→ PROBLEM TO SOLVE: Count the lines in the rows below that contain the word "woman", treating case as significant. Give only the number.

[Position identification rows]

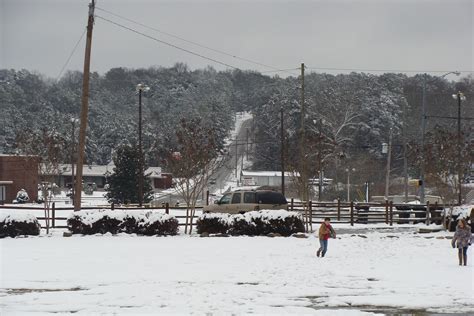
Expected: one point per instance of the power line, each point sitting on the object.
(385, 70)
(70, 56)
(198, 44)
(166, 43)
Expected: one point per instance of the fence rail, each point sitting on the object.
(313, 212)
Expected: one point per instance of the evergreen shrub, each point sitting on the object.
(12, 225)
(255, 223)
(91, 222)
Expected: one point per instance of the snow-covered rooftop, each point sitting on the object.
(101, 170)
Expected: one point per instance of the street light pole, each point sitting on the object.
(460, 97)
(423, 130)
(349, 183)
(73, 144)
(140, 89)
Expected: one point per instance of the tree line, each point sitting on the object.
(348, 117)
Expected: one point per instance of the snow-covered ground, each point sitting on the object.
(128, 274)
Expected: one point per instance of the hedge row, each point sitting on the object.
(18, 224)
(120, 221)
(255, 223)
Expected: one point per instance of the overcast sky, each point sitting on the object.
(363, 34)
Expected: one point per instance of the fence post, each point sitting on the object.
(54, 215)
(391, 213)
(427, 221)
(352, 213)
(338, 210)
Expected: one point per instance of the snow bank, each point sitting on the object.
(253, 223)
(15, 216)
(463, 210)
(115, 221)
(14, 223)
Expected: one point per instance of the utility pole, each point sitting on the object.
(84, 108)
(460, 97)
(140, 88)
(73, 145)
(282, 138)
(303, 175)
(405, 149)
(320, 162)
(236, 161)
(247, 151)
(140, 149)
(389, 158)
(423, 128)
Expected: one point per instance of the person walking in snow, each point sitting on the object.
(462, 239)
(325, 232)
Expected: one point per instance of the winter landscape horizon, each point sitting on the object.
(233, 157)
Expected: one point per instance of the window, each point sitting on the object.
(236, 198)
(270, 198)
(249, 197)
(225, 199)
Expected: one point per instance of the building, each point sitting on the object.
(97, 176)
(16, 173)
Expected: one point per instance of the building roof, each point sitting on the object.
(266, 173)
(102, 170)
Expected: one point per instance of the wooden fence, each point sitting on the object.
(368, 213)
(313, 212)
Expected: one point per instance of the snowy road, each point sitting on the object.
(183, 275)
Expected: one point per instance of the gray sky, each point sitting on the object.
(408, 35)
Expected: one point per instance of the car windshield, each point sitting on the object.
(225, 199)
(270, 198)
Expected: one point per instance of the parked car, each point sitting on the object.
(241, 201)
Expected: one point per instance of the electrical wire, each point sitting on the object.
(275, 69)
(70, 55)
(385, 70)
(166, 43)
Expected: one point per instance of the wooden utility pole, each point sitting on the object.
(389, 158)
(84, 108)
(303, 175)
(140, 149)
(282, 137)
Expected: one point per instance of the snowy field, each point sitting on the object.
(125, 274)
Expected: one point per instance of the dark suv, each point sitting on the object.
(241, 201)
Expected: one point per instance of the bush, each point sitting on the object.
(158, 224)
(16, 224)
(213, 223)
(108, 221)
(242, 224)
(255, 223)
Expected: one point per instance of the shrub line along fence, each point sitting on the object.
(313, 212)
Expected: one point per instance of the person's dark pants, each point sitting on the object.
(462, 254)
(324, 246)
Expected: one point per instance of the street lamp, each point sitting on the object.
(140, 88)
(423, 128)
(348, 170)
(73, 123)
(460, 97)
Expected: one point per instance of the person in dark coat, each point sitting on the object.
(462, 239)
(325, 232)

---

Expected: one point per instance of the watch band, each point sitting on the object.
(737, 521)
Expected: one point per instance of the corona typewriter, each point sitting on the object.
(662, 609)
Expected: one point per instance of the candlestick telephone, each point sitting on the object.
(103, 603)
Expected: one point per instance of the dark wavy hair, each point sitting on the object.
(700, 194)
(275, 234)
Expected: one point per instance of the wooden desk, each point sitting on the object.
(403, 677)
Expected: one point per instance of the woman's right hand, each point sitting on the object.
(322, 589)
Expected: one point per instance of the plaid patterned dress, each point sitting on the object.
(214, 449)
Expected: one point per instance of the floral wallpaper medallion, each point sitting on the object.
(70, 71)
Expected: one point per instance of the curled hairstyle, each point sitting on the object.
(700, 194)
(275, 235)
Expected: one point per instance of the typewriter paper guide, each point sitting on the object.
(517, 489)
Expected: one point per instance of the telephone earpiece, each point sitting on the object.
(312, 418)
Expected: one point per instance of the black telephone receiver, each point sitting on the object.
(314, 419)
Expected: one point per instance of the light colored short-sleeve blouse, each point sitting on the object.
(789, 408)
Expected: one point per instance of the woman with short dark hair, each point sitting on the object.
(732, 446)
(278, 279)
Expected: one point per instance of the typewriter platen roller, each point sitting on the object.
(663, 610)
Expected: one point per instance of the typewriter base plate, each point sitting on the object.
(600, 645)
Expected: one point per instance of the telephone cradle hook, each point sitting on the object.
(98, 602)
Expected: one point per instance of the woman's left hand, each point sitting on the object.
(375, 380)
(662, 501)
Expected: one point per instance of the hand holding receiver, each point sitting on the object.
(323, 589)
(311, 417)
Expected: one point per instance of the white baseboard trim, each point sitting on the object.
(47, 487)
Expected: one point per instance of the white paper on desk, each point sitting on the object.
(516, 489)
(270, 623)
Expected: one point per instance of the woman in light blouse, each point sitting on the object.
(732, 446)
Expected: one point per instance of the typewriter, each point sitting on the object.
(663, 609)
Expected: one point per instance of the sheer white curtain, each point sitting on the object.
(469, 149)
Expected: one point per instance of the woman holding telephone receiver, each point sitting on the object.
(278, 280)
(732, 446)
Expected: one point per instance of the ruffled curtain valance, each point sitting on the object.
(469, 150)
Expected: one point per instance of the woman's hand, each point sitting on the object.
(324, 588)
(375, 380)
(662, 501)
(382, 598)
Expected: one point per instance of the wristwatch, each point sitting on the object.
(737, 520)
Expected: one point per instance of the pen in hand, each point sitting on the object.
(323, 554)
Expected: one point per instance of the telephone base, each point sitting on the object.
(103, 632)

* * *

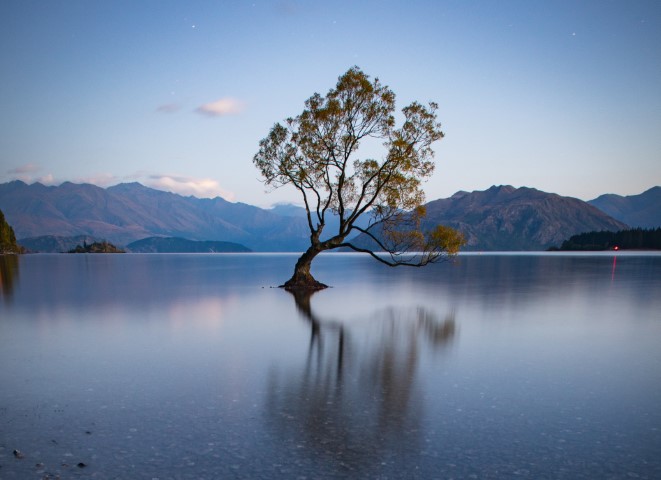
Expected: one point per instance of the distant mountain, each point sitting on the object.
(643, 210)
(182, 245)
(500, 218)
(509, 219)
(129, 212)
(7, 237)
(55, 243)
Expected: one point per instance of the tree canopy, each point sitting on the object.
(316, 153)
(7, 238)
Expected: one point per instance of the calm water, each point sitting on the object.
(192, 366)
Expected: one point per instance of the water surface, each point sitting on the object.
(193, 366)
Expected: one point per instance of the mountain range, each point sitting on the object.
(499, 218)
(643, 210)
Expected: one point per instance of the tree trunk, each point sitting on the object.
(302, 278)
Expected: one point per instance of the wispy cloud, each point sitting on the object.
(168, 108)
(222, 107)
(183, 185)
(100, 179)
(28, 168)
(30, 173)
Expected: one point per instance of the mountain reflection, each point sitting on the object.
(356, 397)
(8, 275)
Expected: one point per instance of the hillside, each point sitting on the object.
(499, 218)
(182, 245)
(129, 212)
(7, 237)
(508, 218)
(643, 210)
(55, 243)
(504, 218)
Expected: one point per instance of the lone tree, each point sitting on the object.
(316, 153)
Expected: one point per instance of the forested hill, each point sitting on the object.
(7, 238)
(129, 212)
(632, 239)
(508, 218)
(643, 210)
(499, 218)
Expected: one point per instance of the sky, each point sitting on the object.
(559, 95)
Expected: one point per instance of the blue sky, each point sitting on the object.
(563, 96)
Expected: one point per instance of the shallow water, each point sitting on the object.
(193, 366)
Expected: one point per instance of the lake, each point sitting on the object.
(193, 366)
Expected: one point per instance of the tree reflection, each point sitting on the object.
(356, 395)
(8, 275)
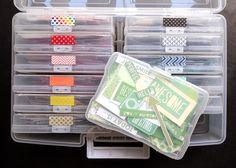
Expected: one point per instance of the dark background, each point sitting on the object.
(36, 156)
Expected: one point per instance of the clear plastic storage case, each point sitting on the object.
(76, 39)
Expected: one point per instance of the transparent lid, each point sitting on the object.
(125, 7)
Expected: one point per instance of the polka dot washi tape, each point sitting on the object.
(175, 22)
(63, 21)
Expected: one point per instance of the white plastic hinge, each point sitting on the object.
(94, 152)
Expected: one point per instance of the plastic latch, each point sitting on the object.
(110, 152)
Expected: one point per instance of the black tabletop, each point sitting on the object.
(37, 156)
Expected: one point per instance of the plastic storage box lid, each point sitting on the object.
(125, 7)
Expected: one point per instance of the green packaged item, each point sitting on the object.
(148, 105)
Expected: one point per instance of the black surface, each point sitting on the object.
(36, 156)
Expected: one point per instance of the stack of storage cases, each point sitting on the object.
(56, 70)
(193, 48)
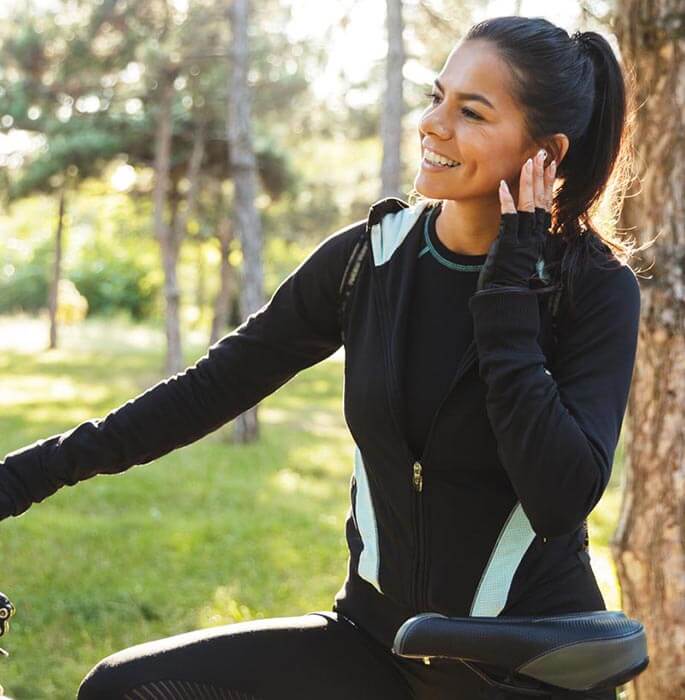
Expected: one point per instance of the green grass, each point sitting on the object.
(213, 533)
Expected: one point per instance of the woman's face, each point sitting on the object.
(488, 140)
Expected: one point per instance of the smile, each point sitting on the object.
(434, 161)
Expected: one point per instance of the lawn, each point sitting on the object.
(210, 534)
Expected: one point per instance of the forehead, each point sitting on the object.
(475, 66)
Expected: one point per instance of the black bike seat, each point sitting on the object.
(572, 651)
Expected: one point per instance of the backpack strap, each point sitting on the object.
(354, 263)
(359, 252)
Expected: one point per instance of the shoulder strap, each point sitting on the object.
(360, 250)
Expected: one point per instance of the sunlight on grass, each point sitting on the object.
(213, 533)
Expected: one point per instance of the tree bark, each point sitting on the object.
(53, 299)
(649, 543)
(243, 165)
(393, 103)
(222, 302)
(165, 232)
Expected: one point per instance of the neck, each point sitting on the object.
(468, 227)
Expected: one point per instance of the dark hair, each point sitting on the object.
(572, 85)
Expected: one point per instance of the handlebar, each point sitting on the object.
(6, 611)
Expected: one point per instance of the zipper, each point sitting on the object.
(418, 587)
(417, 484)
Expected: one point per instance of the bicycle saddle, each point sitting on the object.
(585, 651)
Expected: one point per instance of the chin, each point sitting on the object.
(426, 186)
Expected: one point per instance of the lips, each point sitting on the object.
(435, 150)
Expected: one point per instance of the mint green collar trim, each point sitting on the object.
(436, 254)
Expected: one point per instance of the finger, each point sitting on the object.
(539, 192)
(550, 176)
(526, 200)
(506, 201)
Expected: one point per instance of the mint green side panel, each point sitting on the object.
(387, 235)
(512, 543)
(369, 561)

→ EXERCISE OUTPUT: 7